Exact repetition of every entry is required.

Point annotation dataset records
-- -- --
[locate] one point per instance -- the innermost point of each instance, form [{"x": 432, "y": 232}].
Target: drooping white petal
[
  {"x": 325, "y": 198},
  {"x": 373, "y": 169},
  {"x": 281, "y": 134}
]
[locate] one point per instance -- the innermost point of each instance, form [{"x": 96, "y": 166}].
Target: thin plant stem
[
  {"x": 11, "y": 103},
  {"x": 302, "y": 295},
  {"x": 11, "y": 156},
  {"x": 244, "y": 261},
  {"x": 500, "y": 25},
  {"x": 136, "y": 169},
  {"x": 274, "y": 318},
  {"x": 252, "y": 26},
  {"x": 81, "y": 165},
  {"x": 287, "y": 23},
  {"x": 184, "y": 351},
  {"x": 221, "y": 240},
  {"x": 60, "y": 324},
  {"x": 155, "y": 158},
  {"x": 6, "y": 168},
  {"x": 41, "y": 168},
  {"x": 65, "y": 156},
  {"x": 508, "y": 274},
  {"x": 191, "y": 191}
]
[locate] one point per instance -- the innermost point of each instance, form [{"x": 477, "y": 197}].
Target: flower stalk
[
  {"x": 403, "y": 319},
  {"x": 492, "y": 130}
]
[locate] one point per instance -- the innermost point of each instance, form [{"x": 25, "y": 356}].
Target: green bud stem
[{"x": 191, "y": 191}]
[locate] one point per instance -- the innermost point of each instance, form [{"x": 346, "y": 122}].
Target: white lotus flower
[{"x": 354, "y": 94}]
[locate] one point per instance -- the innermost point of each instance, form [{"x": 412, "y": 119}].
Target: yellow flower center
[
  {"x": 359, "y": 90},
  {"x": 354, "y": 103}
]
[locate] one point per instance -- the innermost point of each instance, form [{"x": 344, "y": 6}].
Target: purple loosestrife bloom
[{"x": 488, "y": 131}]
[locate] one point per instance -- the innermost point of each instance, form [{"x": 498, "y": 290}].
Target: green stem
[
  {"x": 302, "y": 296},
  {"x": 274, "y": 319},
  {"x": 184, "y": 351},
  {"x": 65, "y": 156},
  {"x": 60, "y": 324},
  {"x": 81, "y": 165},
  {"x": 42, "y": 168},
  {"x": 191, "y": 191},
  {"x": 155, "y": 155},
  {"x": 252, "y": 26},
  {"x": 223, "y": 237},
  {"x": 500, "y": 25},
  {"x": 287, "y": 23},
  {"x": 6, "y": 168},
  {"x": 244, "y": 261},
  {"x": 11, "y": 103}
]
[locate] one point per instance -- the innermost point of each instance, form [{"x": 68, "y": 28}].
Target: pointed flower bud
-- -- --
## Exercise solution
[locate] one point per instance -- the innermost point of each instance, form [{"x": 432, "y": 232}].
Target: drooping white petal
[
  {"x": 325, "y": 198},
  {"x": 373, "y": 169},
  {"x": 281, "y": 134}
]
[locate] one point per instance -- the innermost point of each instance, form [{"x": 96, "y": 166}].
Target: thin plant stem
[
  {"x": 11, "y": 103},
  {"x": 302, "y": 295},
  {"x": 11, "y": 156},
  {"x": 244, "y": 261},
  {"x": 500, "y": 25},
  {"x": 136, "y": 169},
  {"x": 274, "y": 318},
  {"x": 252, "y": 26},
  {"x": 81, "y": 165},
  {"x": 287, "y": 23},
  {"x": 184, "y": 351},
  {"x": 221, "y": 240},
  {"x": 60, "y": 324},
  {"x": 155, "y": 158},
  {"x": 6, "y": 168},
  {"x": 41, "y": 168},
  {"x": 65, "y": 156},
  {"x": 508, "y": 274},
  {"x": 191, "y": 191}
]
[locate] one point per instance -- the innermost point of each instance, form [{"x": 477, "y": 197}].
Target: flower stalk
[
  {"x": 403, "y": 319},
  {"x": 492, "y": 130}
]
[locate] one point per instance -- the innermost point of each instance, form [{"x": 25, "y": 356}].
Target: green bud stem
[{"x": 191, "y": 191}]
[locate] one point per instance -- the innermost point of each instance, form [{"x": 346, "y": 122}].
Target: white lotus flower
[{"x": 354, "y": 94}]
[locate] one point per instance -- the innermost point of each instance, form [{"x": 412, "y": 119}].
Target: yellow flower center
[
  {"x": 359, "y": 90},
  {"x": 354, "y": 103}
]
[locate] one point per instance -- the innermost point of each instance, form [{"x": 344, "y": 6}].
Target: purple loosestrife bloom
[{"x": 488, "y": 131}]
[locate] one point per instance -- the innermost point of each instance, form [{"x": 498, "y": 290}].
Target: green stem
[
  {"x": 302, "y": 296},
  {"x": 274, "y": 319},
  {"x": 184, "y": 351},
  {"x": 65, "y": 156},
  {"x": 60, "y": 324},
  {"x": 81, "y": 165},
  {"x": 42, "y": 168},
  {"x": 191, "y": 191},
  {"x": 155, "y": 155},
  {"x": 252, "y": 26},
  {"x": 223, "y": 237},
  {"x": 500, "y": 25},
  {"x": 287, "y": 23},
  {"x": 6, "y": 168},
  {"x": 244, "y": 261},
  {"x": 11, "y": 103}
]
[locate] one point per instance -- the innermost point of each instance, form [{"x": 68, "y": 28}].
Target: pointed flower bud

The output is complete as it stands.